### PROBLEM
Copy out again, unchanged, the line that contains "Annotation task —" and every line after it down to the last line of the data.

::: DATA IN THIS EXERCISE

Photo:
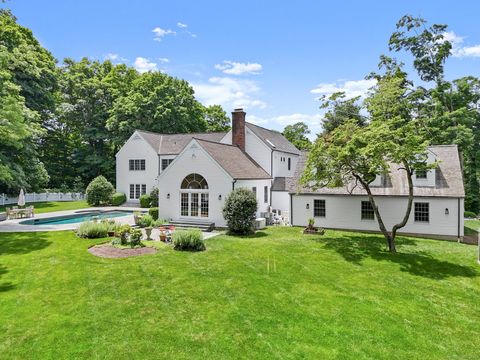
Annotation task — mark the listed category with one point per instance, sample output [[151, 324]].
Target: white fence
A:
[[37, 197]]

::::::

### EXERCISE OUTPUT
Annotation task — mark the listed category with one point per instance, sample output [[151, 324]].
Target: white fence
A:
[[37, 197]]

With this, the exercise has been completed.